──────── Input data
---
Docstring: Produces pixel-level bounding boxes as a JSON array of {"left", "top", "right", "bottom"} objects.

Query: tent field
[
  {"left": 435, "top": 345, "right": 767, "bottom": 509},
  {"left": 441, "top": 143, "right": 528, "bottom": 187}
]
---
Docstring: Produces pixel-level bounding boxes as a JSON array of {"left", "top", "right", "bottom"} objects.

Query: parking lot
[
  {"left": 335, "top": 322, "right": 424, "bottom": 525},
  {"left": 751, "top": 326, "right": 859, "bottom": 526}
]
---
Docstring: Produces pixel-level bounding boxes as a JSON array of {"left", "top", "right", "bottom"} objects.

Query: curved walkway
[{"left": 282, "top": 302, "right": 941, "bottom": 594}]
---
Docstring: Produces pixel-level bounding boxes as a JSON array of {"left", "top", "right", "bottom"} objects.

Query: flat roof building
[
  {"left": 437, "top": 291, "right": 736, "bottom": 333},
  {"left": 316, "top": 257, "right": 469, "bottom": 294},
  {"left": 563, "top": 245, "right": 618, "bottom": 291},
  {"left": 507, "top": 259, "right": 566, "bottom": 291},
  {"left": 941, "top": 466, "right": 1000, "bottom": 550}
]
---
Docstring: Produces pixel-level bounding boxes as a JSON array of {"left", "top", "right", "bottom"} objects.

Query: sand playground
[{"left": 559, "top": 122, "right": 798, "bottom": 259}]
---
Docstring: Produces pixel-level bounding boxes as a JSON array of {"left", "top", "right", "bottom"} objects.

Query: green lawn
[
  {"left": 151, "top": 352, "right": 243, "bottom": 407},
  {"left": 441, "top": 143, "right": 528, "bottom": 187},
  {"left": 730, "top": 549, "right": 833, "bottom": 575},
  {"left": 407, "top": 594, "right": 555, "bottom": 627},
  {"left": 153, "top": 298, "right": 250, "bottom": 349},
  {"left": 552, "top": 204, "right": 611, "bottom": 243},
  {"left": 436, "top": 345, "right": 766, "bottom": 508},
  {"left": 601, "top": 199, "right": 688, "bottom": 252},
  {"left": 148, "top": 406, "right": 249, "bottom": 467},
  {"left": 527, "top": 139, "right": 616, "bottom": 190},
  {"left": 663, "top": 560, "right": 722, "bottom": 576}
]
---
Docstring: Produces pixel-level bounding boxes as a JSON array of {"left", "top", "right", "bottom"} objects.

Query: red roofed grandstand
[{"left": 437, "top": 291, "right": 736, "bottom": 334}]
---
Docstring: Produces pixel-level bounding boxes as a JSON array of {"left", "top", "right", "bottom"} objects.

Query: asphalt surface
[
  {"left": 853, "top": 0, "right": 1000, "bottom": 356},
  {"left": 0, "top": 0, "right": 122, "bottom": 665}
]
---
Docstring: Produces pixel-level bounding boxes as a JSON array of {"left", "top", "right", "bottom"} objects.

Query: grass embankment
────────────────
Given request: Please count the lines in the rows above that contain the word "Query", and give only that number.

Solution for this problem: 9